Gladys Eileen Marley (née Pidgeon, 21 March 1906 − 19 November 2002) was a New Zealand swimmer, who represented her country at the 1930 British Empire Games in Hamilton, Ontario.

Born in Dunedin in 1906, Marley was the daughter of Arthur Pidgeon and his wife Jane Dickenson Ross. She grew up in Sawyers Bay, Whanganui, Palmerston North and Auckland; her father worked with the railways and consequently the family moved around the country. After leaving Palmerston North Girls' High School, Marley began working as a clerk at the Milne & Choyce department store in Auckland, aged 14.

She was the New Zealand 220 yards breaststroke champion every year from 1925 and 1931, except in 1929 when she was second to Lily Copplestone. Marley was the only female member of the New Zealand team that travelled to the first British Empire Games in Canada in 1930, and was only allowed to go after her mother agreed to pay her own way to chaperone her daughter. Although recording a personal best, she finished sixth in the final of the 200 yards breaststroke, which was won by Cecelia Wolstenholme of England in world-record time.

▸ **Things to do**
**1)** Using the Gladys Marley passage, mark each statement yes or no and quote the words that settle it: (a) Marley started work as a clerk in Auckland at age 14. (b) Marley won the 200 yards breaststroke final at the 1930 Games. (c) Marley's father paid for her mother's travel as chaperone.
**2)** Answer these from the Gladys Marley passage:
(a) In which city was Marley born?
(b) Who placed ahead of Marley in the 1929 national 220 yards breaststroke?
(c) Which country did the winner of the 1930 Games 200 yards breaststroke final represent?
The listing plays no part in this work.

▸ **Source data**
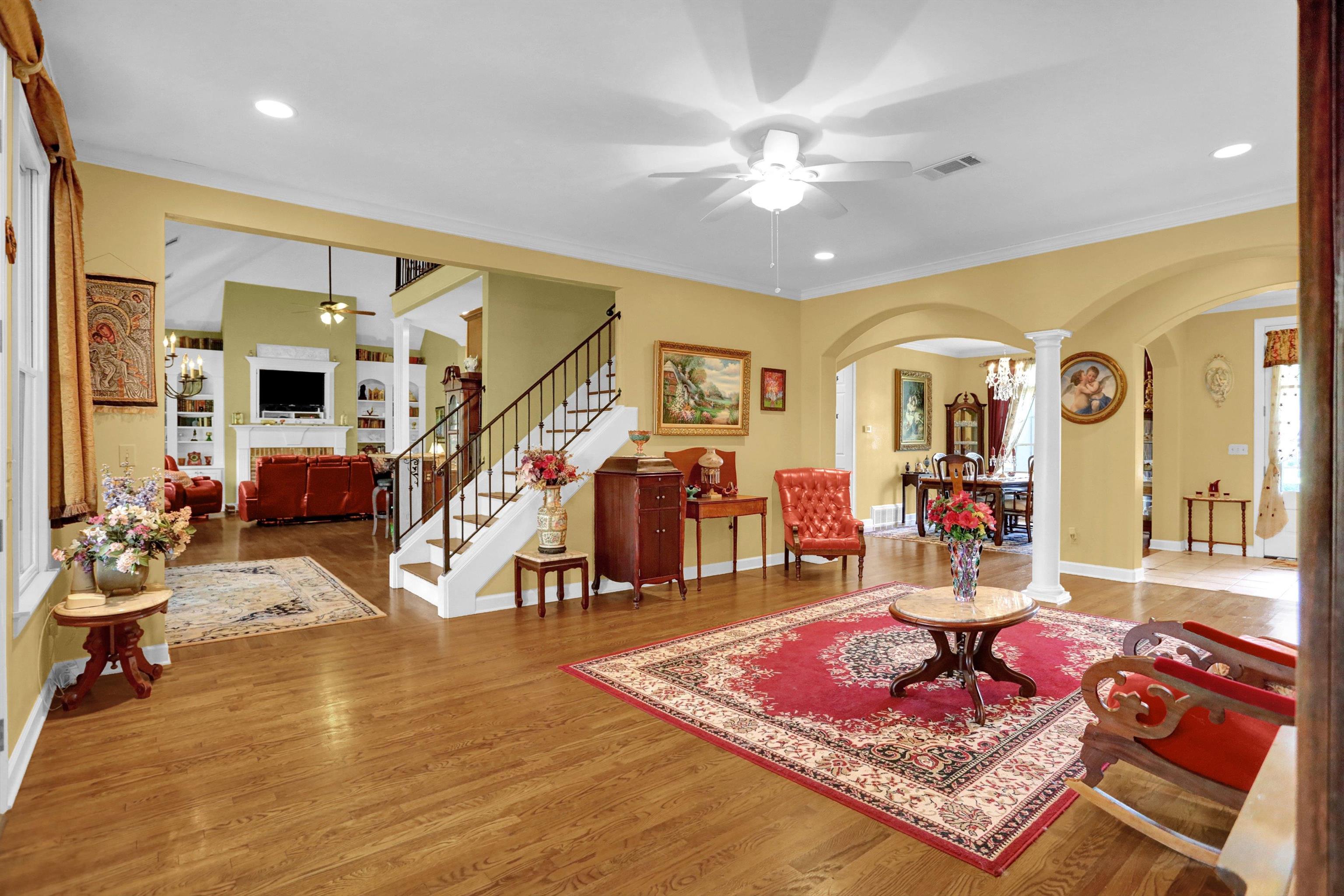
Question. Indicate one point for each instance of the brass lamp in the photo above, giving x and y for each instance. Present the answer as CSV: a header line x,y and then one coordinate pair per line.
x,y
710,471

▸ **Outputs by task**
**1)**
(a) Yes: "Marley began working as a clerk at the Milne & Choyce department store in Auckland, aged 14"
(b) No: "she finished sixth in the final of the 200 yards breaststroke"
(c) No: "her mother agreed to pay her own way to chaperone her daughter"

**2)**
(a) Dunedin
(b) Lily Copplestone
(c) England